WHAT YOU ARE ASKED TO DO — Reproduce exactly the lines beginning with the line that contains "the green upholstered" and ending at the final line of the material below.
══ EXERCISE MATERIAL
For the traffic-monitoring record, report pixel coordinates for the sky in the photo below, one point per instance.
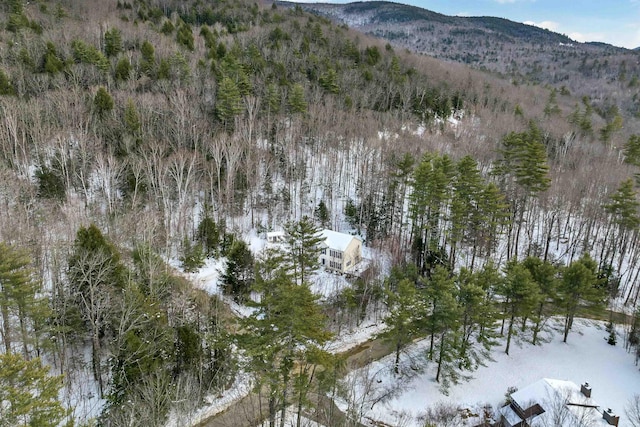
(616, 22)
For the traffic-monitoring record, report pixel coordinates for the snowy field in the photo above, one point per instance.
(585, 357)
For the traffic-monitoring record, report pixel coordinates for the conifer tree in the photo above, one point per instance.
(102, 102)
(228, 102)
(287, 326)
(623, 211)
(238, 276)
(6, 88)
(578, 287)
(521, 296)
(303, 247)
(632, 150)
(525, 170)
(405, 319)
(544, 275)
(112, 42)
(21, 307)
(296, 100)
(29, 395)
(440, 294)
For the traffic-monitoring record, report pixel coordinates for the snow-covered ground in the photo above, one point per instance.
(585, 357)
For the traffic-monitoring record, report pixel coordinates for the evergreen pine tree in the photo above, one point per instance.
(102, 102)
(29, 395)
(112, 42)
(296, 100)
(238, 276)
(228, 101)
(521, 296)
(578, 287)
(303, 247)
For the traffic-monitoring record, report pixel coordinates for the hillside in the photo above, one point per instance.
(522, 53)
(141, 139)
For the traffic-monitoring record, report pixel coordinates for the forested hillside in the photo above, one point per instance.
(139, 138)
(525, 54)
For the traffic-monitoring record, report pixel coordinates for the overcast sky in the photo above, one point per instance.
(616, 22)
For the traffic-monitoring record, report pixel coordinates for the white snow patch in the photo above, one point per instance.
(215, 404)
(586, 356)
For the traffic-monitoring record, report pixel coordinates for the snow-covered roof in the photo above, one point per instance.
(554, 395)
(336, 240)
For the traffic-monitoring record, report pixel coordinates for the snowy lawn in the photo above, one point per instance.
(585, 357)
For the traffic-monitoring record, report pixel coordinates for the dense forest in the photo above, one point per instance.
(140, 138)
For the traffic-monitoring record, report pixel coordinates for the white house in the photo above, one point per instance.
(339, 252)
(550, 402)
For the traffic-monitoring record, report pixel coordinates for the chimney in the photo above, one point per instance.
(610, 418)
(585, 389)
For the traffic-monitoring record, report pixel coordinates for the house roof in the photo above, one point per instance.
(549, 394)
(336, 240)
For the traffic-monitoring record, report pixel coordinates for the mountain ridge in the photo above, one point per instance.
(522, 53)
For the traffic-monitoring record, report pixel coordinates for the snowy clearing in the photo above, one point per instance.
(585, 357)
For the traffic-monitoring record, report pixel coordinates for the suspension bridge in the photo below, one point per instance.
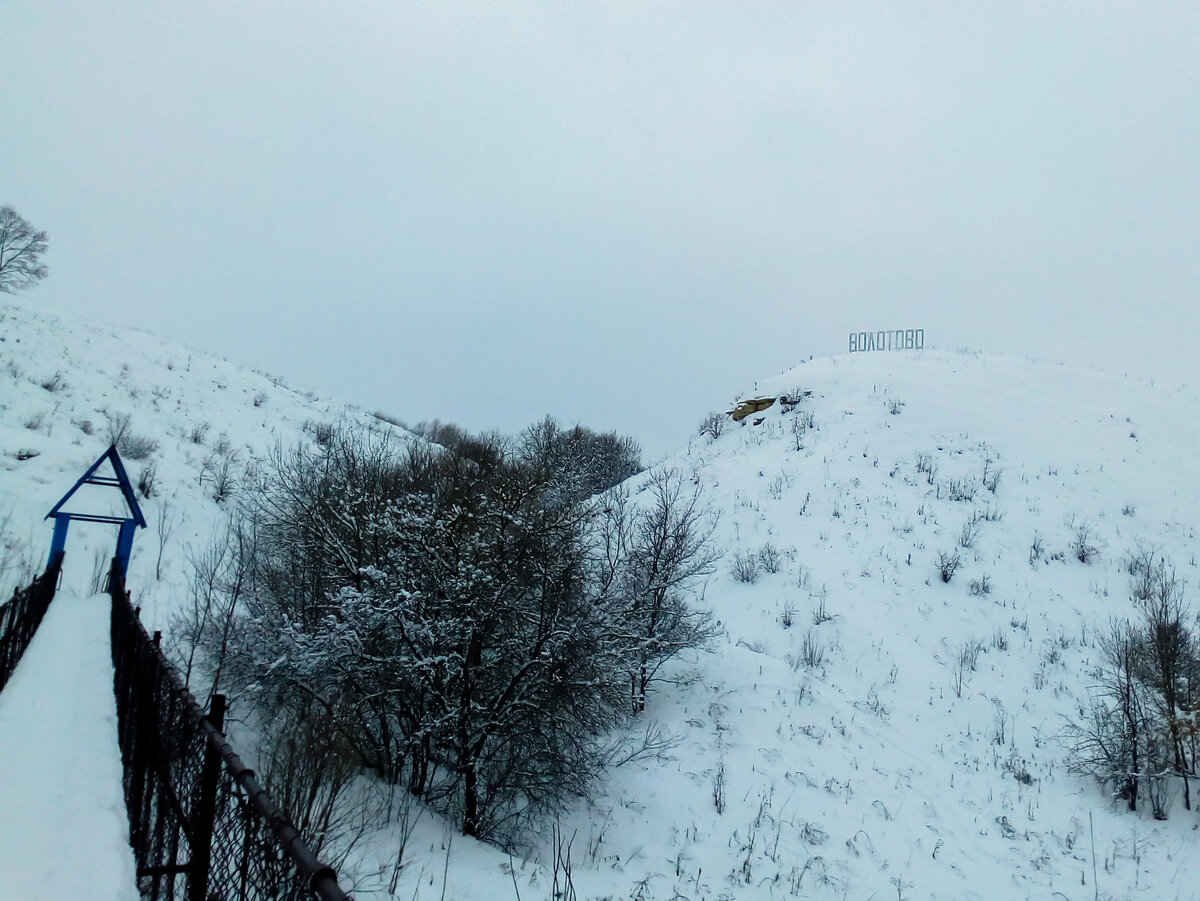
(197, 824)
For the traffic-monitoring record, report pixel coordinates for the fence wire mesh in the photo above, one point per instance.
(202, 826)
(21, 616)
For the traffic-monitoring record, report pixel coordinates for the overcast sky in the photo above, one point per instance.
(619, 214)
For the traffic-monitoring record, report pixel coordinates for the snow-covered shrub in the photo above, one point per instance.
(1083, 544)
(713, 425)
(745, 568)
(769, 558)
(948, 564)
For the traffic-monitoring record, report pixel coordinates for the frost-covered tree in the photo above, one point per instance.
(453, 614)
(21, 252)
(658, 552)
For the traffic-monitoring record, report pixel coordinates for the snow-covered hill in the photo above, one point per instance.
(862, 728)
(196, 425)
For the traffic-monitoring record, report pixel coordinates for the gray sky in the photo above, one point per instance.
(615, 212)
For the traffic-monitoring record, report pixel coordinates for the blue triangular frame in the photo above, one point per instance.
(121, 481)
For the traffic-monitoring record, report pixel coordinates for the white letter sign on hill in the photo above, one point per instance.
(894, 340)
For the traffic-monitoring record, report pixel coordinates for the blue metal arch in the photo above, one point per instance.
(129, 523)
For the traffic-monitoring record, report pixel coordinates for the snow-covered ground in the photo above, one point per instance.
(832, 744)
(64, 832)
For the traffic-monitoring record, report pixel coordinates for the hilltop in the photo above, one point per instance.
(862, 728)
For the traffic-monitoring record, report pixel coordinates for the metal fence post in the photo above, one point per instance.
(205, 809)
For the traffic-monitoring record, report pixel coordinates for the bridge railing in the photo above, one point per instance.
(21, 616)
(202, 826)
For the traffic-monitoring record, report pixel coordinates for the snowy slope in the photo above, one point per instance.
(64, 384)
(881, 772)
(852, 757)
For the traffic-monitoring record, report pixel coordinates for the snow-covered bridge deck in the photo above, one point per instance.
(64, 832)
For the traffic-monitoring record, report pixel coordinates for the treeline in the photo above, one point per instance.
(1139, 733)
(469, 620)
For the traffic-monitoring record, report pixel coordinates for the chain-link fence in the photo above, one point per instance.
(21, 616)
(202, 826)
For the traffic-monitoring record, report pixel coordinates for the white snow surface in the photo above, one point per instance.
(64, 832)
(867, 775)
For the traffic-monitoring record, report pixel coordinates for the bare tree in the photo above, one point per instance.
(1170, 660)
(21, 251)
(664, 552)
(1114, 742)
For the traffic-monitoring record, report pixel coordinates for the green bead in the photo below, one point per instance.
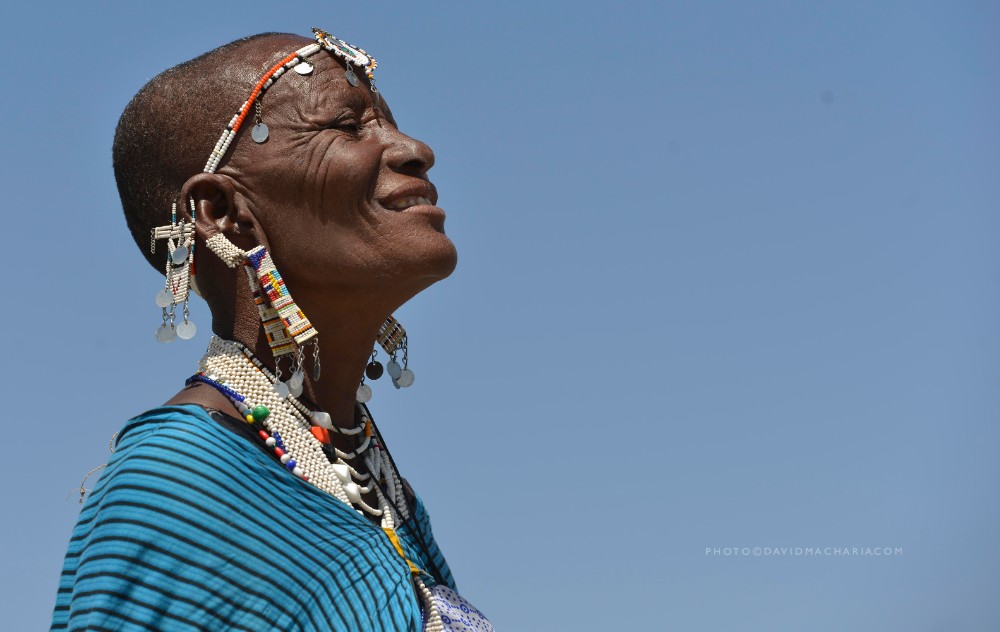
(260, 413)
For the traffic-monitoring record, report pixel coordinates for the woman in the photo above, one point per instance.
(262, 496)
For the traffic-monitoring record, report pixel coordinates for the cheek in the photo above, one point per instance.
(340, 180)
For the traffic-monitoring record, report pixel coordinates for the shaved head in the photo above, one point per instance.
(167, 131)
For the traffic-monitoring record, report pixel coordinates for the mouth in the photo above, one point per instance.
(400, 204)
(411, 195)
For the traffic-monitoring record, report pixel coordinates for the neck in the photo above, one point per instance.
(346, 338)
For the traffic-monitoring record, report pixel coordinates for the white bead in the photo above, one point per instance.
(342, 471)
(322, 420)
(186, 330)
(352, 491)
(164, 298)
(166, 333)
(405, 378)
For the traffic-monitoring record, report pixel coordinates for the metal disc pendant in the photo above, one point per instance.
(351, 77)
(374, 370)
(259, 133)
(364, 393)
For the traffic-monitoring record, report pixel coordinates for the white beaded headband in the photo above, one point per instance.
(352, 56)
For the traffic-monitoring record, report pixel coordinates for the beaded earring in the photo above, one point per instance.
(392, 338)
(285, 325)
(179, 268)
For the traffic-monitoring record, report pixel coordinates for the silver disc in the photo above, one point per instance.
(259, 133)
(351, 77)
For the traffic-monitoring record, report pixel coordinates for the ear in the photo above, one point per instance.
(218, 209)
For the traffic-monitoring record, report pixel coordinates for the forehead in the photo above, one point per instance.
(326, 89)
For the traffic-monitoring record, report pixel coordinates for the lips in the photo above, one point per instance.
(419, 193)
(402, 203)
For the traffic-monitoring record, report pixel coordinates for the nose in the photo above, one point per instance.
(409, 155)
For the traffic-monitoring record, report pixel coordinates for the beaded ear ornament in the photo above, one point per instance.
(179, 268)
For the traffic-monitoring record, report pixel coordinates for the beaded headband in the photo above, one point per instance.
(352, 56)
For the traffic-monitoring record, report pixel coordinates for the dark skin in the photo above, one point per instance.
(334, 196)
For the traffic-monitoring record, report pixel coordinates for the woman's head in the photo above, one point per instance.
(337, 193)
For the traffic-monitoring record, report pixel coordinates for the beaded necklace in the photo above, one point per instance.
(297, 436)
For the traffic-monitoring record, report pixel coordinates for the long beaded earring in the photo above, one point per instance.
(392, 338)
(286, 327)
(179, 268)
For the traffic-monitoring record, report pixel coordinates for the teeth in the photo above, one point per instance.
(408, 202)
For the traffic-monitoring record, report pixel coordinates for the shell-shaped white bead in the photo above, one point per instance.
(353, 492)
(322, 419)
(342, 471)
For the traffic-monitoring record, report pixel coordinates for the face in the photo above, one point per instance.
(342, 196)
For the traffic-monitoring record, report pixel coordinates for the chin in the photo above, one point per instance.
(440, 258)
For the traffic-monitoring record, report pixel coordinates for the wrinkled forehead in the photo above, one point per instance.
(327, 72)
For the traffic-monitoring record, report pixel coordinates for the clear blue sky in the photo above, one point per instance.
(728, 278)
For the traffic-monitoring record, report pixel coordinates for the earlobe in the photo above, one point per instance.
(211, 199)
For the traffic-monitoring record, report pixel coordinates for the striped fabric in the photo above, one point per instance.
(193, 527)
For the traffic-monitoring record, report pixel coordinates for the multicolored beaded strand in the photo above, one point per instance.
(231, 368)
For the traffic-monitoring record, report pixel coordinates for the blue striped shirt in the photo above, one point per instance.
(193, 527)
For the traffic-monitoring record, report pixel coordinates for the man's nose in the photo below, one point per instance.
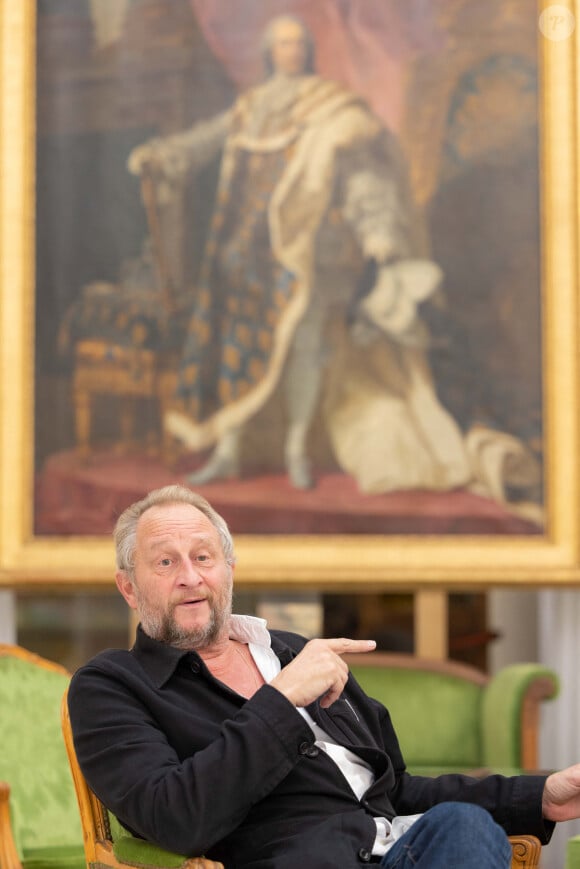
(188, 573)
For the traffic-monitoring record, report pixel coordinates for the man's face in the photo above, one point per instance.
(288, 48)
(182, 589)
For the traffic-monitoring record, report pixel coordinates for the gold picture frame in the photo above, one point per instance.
(313, 561)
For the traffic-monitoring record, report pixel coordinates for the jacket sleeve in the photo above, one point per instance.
(188, 804)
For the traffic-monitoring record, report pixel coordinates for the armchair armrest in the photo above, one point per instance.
(526, 852)
(9, 858)
(510, 715)
(130, 851)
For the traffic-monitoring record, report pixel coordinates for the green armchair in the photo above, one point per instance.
(451, 717)
(573, 853)
(39, 823)
(107, 844)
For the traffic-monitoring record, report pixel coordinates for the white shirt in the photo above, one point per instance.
(359, 775)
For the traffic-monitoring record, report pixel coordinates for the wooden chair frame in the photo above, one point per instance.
(542, 688)
(9, 858)
(98, 840)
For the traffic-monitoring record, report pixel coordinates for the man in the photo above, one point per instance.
(256, 748)
(311, 278)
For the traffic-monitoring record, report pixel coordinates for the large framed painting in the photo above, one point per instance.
(317, 261)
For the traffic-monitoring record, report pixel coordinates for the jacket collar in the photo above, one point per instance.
(160, 660)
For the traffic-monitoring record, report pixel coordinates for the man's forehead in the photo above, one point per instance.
(168, 519)
(287, 29)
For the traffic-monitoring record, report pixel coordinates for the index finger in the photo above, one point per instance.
(344, 646)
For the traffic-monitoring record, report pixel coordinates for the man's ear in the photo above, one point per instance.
(125, 586)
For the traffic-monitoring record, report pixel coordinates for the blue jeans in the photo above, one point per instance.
(451, 836)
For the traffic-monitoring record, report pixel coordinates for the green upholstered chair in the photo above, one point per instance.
(451, 717)
(107, 844)
(39, 823)
(573, 853)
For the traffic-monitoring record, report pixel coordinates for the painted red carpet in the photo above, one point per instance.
(76, 498)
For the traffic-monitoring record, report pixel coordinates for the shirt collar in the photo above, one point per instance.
(160, 660)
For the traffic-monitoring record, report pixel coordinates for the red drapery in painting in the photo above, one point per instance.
(367, 46)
════
REPLY TO THE TASK —
For the traffic-monitoring record, report pixel coordinates for the green upholstered chair in the photo above, one point per instance.
(451, 717)
(107, 844)
(39, 823)
(573, 853)
For the traffic-monitoring record, report pixel coordinates for the painted red carpet in the photo above, one point per instance.
(76, 498)
For the traffic-monitoring record, report pixel coordinates for the shirt collar in the photo above, one point per instance.
(160, 660)
For the traffic-monitoring record, report pixel coordinates for the red drapery in painting in the photo above, one point per instance.
(367, 46)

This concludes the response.